#### [Extracted text]
Fair Lawn will miss 600 jobs, sweet aromas as Nabisco closes Oreos plant
The sweet smell of baked goods that has wafted over Fair Lawn since the Nabisco plant opened in 1958 will fade away this summer when the plant is shut down.
Mondelēz International on Thursday told the 600 employees at the facility along Route 208 that a final decision was made to shut it down. They also will close an 80-year-old plant in Atlanta in order to consolidate its east coast operations to a single facility in Richmond, Virginia. Plants in Illinois and Oregon will remain open.
Employees and their union were first notified in November that closing the plant was under consideration. The closure will happen in a phased approach with production ramped down and a complete shutdown sometime over the summer, spokeswoman Laurie M. Guzzinati told New Jersey 101.5.
Guzzinati said that the decision was not made because of any unfriendly business climate in New Jersey.
"We still have a very strong commitment to New Jersey," Guzzinati said noting that Mondelēz's North American headquarters remains in East Hanover, where 1,500 are employed.
She said the Fair Lawn closure was not an easy decision to make.
"As we think about the future of snacking and consumer trends and capabilities for us those sites from both a geographical perspective we see an opportunity to bring things together in a single east coast hub," Guzzinati said. "As we look at the capabilities and infrastructure they are significantly outdated in both Fair Lawn and Atlanta. From a business perspective it made sound business sense to think about bringing together the east coast owned and operated footprint in Richmond."
Production of Oreos will be moved to Richmond. Teddy Grahams and Lorna Doones were also among the snacks made in Fair Lawn.
Salaried employees will receive severance and other benefits, including outplacement services and transition support, according to Guzzinati. Transition support for hourly employees, including severance and other benefits, are subject to agreements to be agreed upon with their union.
During his Friday coronavirus briefing, Gov. Phil Murphy said he was not pleased with the decision or the way Mondelēz has handled the situation.

#### [Records]

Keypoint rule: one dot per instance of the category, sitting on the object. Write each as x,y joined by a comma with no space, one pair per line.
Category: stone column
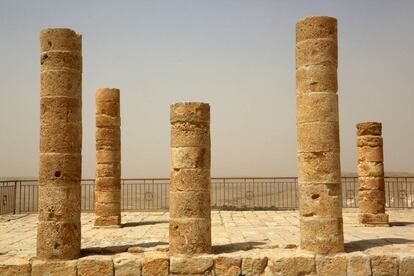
371,194
108,158
319,176
59,228
190,220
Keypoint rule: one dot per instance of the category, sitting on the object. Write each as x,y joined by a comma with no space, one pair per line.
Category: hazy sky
238,56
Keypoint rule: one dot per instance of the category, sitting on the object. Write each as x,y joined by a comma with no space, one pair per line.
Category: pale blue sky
236,55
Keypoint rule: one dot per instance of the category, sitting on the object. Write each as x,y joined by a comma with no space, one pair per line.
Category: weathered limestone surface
108,157
190,219
371,195
59,233
320,206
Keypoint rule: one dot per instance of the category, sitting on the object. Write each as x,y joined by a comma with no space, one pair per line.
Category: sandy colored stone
317,51
190,112
370,169
371,141
323,200
189,236
291,264
155,263
358,264
380,219
190,158
127,264
317,107
190,134
61,138
406,267
382,265
190,204
369,128
371,154
331,265
314,27
59,168
95,265
54,268
322,235
58,239
319,167
227,265
59,203
190,180
371,183
16,266
254,265
58,232
318,137
316,78
191,265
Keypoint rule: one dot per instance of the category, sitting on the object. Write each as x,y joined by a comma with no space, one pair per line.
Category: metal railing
271,193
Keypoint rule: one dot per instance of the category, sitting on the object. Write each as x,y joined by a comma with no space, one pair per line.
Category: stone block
95,265
189,235
227,265
190,112
190,158
384,265
323,200
318,137
313,27
291,264
317,51
406,266
190,180
331,265
54,268
317,107
191,265
369,128
254,265
319,167
190,204
316,78
358,264
155,263
127,264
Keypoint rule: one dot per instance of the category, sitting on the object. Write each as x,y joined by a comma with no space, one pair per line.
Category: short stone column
108,158
59,228
371,196
190,219
319,175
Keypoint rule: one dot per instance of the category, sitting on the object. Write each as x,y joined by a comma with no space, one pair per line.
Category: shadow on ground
141,223
109,250
233,247
362,245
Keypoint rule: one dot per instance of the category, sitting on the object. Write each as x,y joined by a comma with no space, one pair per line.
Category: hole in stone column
315,196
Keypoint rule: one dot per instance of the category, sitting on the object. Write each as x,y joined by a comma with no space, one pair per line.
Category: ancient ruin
190,218
319,176
59,228
108,158
371,195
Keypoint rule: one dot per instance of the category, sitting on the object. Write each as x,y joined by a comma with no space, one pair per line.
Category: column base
373,220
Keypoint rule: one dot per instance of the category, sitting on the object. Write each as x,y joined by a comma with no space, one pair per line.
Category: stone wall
277,261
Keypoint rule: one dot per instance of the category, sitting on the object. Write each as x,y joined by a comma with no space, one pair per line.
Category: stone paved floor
238,230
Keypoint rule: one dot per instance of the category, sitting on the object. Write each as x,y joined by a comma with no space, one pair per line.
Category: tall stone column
108,158
371,194
59,228
190,219
319,176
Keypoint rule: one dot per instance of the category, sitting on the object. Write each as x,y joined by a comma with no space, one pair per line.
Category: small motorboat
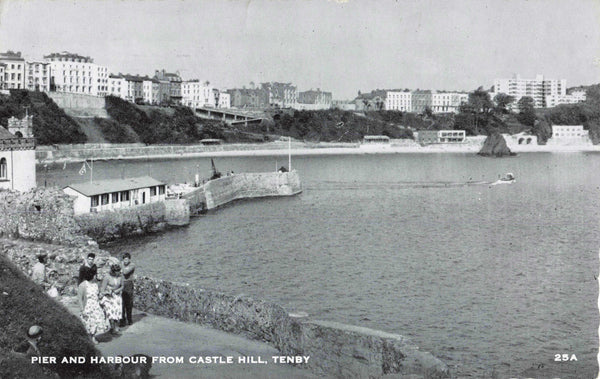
508,178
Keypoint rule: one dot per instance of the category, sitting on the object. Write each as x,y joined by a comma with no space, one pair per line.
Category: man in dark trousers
127,268
88,265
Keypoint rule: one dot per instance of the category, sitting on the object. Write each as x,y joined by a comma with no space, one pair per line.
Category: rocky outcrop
495,146
62,262
44,215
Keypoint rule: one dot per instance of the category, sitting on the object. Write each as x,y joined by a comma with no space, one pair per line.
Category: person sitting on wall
30,347
127,295
38,272
88,266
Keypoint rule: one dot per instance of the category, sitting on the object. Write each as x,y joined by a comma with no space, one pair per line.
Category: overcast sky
340,46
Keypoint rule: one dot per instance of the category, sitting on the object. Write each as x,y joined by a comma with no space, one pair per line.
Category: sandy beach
472,146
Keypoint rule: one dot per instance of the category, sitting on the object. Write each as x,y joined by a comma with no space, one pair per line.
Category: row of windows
3,170
122,196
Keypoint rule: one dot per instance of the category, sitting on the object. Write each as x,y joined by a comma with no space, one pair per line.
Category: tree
502,101
526,114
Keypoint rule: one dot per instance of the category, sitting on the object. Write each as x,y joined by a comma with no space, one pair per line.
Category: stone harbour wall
336,350
250,185
111,225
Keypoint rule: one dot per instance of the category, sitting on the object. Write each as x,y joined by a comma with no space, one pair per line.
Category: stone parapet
335,350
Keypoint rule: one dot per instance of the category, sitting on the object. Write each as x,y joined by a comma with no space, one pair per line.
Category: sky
337,46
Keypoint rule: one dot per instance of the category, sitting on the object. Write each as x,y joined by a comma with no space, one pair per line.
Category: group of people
108,306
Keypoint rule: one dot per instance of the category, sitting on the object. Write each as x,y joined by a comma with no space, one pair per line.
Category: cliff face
495,146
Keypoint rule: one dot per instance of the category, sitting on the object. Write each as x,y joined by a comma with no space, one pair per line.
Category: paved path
162,337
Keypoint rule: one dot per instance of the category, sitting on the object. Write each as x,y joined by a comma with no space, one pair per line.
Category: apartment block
14,70
539,89
572,98
283,95
448,102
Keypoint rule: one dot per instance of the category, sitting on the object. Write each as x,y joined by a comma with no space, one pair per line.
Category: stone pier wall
336,350
250,185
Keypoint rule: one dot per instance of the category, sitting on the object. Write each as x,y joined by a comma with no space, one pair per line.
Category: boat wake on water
330,186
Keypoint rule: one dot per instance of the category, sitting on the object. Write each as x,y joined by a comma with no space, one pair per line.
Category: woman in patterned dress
111,301
91,313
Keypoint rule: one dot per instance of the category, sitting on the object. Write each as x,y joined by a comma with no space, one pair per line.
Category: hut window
3,169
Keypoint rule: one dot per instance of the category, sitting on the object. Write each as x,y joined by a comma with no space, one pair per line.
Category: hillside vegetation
23,304
50,123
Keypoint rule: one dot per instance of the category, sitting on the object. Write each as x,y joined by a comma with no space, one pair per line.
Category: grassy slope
22,304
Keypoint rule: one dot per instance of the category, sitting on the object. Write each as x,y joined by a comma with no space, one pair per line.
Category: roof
5,134
114,185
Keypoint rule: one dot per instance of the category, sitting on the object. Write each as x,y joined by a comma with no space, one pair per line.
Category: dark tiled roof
5,134
114,185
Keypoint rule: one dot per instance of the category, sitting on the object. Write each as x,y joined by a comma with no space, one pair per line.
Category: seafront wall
335,349
250,185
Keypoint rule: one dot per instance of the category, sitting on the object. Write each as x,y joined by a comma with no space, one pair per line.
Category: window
124,195
3,169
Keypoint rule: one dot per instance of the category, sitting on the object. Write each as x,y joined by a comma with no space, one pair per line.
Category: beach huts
103,195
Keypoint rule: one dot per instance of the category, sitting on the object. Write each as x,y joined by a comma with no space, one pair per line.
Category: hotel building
398,100
37,76
14,70
77,74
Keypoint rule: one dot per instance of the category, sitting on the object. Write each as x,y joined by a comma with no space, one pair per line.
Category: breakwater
224,190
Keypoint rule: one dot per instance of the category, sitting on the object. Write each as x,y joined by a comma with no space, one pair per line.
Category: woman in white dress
91,313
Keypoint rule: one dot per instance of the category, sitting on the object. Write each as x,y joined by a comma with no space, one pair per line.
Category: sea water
493,280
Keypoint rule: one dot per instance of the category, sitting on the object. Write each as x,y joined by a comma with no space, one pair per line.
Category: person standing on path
91,313
38,271
127,269
111,301
88,265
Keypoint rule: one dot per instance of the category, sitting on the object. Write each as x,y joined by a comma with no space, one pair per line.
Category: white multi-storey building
196,94
2,68
117,86
569,135
14,71
224,100
448,102
77,74
151,90
398,101
37,76
538,89
572,98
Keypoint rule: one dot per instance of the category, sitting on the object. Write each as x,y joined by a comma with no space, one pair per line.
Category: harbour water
494,280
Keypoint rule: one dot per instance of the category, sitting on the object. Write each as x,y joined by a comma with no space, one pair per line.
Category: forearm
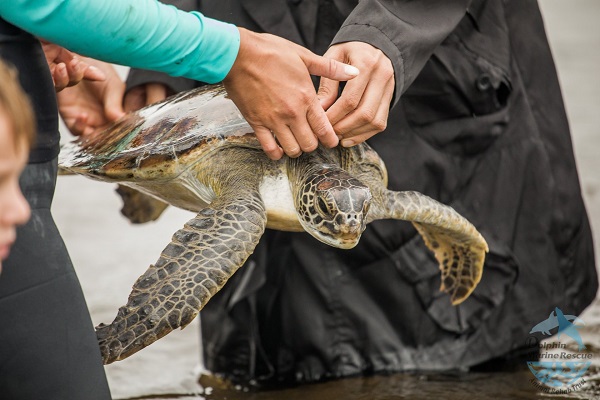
406,31
138,33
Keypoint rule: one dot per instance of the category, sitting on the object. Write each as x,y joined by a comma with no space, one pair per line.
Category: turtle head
332,206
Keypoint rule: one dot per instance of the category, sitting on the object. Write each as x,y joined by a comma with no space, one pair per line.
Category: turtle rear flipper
191,269
458,247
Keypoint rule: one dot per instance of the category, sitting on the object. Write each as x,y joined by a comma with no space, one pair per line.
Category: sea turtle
196,151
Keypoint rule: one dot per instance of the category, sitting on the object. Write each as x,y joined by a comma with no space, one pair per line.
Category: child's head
17,129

#### [What you should do]
From the article on the Fair Lawn Nabisco plant closing, extract the passage between "Fair Lawn will" and "New Jersey 101.5.", inclusive, copied word for word.

#### [Answer area]
Fair Lawn will miss 600 jobs, sweet aromas as Nabisco closes Oreos plant
The sweet smell of baked goods that has wafted over Fair Lawn since the Nabisco plant opened in 1958 will fade away this summer when the plant is shut down.
Mondelēz International on Thursday told the 600 employees at the facility along Route 208 that a final decision was made to shut it down. They also will close an 80-year-old plant in Atlanta in order to consolidate its east coast operations to a single facility in Richmond, Virginia. Plants in Illinois and Oregon will remain open.
Employees and their union were first notified in November that closing the plant was under consideration. The closure will happen in a phased approach with production ramped down and a complete shutdown sometime over the summer, spokeswoman Laurie M. Guzzinati told New Jersey 101.5.